As I write the sun is shining in a sky of the most impossible blue. It is hot. Summer is hanging on and many of us are loving the extension of fine weather. Of course, by the time you read this, it may well be chilly and wet. Such is the delight of the weather.

But this burst of heat urges other thoughts. As I write entire communities have been lost to the inferno of wildfires across the United States. The images remind me of my final visit to Australia to see my father last Christmas before the pandemic closed the air routes. As I visited him in his Sydney hospital each day I could smell the gum trees burning as New South Wales endured another blazing disaster. Some days the blue of the sky turned a dirty brown as the smoke and ash draped themselves over us. What a nightmare it must be to run from the flames and see your whole world consumed. What a horror to return to sift the piles of ash for whatever you can find.

## EXERCISE DATA

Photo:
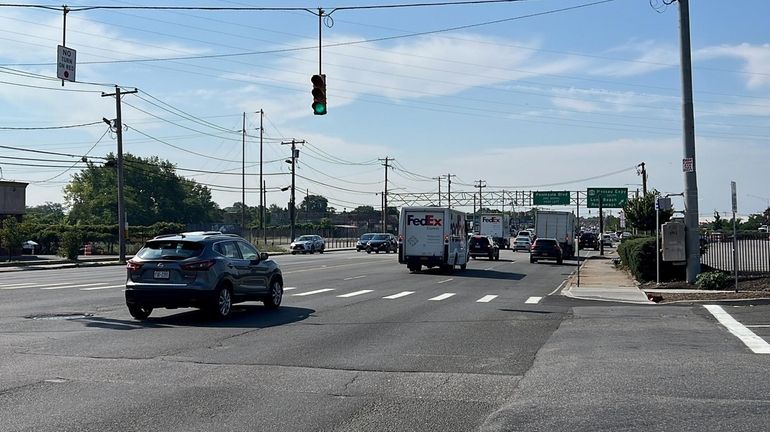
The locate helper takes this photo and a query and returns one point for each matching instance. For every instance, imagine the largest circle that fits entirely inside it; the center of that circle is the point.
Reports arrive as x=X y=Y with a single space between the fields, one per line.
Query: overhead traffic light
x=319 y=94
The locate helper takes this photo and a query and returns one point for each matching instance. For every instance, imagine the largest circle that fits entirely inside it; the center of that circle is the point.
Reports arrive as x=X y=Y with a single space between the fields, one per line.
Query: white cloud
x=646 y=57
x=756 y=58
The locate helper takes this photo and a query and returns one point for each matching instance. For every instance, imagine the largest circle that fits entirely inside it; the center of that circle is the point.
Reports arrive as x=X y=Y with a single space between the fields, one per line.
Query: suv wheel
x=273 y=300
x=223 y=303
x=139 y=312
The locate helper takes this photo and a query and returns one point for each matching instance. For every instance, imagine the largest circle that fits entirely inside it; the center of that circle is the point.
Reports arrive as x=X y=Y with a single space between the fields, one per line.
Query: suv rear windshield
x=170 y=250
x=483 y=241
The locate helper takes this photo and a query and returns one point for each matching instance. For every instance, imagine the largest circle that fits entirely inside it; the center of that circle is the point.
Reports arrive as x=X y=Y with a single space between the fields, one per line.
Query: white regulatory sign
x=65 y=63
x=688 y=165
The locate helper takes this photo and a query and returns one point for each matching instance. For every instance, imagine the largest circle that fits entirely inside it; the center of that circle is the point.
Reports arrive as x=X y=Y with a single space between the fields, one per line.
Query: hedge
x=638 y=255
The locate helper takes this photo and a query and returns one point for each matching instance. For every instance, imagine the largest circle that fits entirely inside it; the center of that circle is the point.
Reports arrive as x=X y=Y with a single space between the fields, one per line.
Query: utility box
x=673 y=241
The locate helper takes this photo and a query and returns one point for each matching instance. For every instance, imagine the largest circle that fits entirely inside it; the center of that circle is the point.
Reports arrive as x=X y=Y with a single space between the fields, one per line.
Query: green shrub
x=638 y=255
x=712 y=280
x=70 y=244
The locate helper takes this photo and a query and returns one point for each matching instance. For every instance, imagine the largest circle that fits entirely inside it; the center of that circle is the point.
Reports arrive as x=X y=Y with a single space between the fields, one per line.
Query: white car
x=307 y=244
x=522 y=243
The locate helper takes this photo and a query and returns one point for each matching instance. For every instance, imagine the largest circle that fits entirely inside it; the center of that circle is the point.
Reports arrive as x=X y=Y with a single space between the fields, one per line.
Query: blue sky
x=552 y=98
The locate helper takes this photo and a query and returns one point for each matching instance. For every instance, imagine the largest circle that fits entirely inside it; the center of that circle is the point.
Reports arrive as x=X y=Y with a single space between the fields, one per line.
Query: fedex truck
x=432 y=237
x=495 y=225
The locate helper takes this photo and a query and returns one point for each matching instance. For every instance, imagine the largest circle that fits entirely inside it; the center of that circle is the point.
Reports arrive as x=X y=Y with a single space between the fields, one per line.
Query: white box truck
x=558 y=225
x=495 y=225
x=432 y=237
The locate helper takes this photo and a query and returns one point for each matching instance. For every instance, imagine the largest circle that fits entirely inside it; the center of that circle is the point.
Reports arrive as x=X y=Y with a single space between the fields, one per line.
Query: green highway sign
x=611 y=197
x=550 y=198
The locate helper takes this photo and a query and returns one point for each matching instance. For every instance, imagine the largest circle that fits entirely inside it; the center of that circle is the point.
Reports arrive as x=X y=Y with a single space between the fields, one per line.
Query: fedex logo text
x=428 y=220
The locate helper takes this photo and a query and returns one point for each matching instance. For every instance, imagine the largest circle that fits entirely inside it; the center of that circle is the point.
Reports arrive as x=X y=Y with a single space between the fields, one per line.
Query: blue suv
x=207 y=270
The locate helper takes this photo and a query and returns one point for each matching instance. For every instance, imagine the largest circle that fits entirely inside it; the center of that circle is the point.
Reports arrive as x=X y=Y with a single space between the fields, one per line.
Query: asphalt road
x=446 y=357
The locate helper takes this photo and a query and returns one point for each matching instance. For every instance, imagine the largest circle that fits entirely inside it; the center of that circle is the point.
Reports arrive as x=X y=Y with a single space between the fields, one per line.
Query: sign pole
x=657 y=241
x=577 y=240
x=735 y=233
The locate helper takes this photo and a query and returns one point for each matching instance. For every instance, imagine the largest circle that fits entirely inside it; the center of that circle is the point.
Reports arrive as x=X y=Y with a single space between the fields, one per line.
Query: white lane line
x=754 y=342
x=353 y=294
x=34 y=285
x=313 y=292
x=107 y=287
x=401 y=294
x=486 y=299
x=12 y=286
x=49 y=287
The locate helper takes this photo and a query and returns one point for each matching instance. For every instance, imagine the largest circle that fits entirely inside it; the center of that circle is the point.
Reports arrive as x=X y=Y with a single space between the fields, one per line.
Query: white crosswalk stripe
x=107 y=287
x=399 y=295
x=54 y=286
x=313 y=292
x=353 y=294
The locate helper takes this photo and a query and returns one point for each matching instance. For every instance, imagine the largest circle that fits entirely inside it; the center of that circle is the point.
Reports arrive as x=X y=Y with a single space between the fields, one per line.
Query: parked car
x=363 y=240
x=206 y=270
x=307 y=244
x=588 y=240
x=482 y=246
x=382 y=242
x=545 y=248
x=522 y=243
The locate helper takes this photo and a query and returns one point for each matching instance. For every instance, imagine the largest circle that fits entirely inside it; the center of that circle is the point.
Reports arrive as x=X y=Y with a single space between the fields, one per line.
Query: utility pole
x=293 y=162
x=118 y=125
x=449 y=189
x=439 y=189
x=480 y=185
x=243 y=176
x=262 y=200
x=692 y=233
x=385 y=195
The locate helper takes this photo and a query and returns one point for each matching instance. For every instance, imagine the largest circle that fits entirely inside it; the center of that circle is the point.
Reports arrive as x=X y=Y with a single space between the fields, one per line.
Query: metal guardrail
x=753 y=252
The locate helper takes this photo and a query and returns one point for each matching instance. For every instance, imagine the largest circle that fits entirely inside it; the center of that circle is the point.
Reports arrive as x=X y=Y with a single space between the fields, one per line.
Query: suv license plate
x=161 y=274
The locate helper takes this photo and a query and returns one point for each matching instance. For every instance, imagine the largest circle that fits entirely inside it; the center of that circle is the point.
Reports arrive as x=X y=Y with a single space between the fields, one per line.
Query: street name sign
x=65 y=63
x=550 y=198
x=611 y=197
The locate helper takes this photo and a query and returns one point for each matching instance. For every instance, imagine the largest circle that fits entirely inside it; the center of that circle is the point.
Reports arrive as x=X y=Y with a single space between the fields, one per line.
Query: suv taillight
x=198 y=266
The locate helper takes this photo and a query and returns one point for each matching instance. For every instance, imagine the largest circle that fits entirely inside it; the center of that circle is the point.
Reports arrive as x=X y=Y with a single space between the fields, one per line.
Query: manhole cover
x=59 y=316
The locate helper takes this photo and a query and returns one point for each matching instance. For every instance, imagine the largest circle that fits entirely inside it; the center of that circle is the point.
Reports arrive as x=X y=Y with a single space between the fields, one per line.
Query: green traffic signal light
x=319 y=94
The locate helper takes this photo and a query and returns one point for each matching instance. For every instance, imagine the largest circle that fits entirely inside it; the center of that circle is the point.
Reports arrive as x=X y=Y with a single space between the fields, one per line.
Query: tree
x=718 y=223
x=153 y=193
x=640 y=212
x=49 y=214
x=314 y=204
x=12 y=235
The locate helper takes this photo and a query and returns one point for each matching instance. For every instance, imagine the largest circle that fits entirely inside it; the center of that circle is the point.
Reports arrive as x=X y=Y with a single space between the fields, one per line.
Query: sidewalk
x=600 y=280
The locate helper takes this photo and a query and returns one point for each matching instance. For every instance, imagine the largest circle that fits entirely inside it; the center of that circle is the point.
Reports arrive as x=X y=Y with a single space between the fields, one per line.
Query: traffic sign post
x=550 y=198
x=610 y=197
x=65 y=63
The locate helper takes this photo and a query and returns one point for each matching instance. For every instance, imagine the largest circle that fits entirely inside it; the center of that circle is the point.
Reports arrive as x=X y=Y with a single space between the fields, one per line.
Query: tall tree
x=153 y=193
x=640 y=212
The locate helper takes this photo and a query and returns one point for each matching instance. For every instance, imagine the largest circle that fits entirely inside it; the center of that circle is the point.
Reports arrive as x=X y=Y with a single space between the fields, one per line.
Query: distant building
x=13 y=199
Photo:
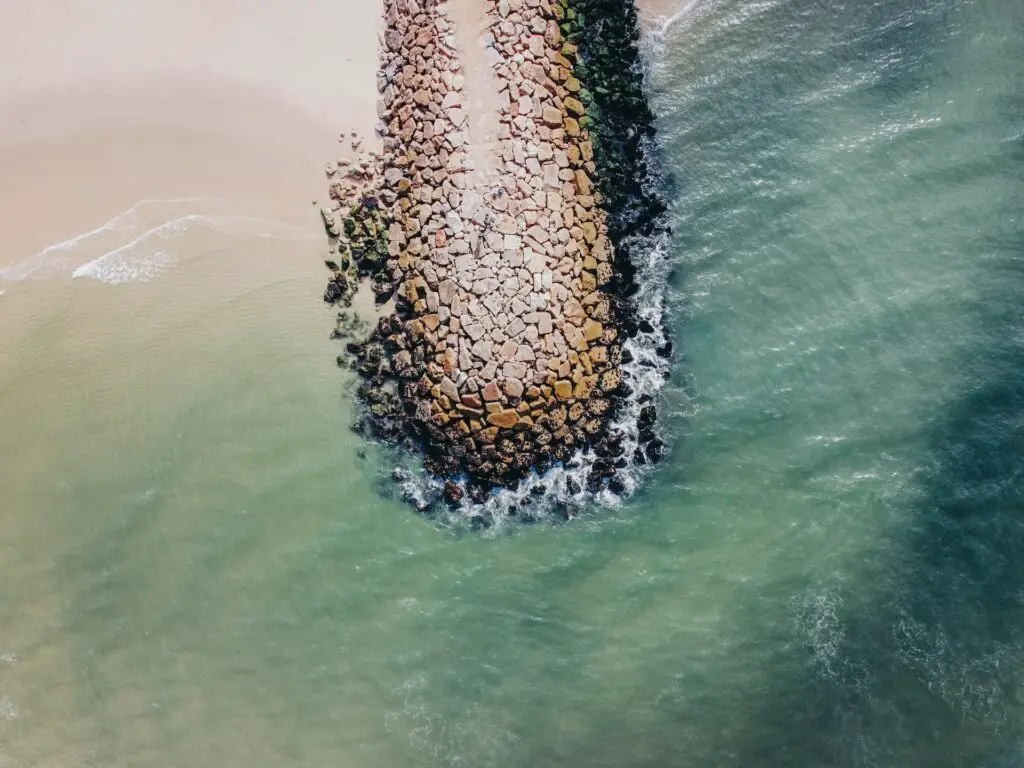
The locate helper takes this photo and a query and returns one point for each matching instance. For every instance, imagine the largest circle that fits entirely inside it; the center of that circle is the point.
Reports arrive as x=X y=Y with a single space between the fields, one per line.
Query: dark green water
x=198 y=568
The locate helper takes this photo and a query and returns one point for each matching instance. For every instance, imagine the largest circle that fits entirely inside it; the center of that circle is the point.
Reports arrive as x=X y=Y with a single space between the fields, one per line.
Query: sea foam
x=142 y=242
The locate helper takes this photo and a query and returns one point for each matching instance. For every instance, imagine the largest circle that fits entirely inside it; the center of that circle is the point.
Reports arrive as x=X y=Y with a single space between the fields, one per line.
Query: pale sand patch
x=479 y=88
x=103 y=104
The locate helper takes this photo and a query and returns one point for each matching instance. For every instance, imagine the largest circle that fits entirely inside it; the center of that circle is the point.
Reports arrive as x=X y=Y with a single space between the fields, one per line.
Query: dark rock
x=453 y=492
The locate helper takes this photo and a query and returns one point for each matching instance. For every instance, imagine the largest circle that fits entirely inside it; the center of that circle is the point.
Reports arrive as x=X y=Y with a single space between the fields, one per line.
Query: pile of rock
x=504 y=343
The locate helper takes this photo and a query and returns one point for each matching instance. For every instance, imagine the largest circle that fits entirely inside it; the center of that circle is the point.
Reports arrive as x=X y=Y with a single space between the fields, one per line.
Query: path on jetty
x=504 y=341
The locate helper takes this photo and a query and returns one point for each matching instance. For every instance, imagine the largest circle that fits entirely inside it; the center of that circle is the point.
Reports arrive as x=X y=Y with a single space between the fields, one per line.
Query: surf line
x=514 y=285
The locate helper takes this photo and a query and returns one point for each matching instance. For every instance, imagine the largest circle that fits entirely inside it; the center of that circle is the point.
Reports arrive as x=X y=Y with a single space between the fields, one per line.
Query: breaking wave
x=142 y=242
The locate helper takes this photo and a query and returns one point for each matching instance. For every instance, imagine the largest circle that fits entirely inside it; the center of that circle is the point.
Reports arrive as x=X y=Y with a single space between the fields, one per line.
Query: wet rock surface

## YOUR INSTRUCTIONS
According to the passage on summer heat and wildfires, what could the writer smell each day while visiting the father in the Sydney hospital?

## ANSWER BOX
The gum trees burning.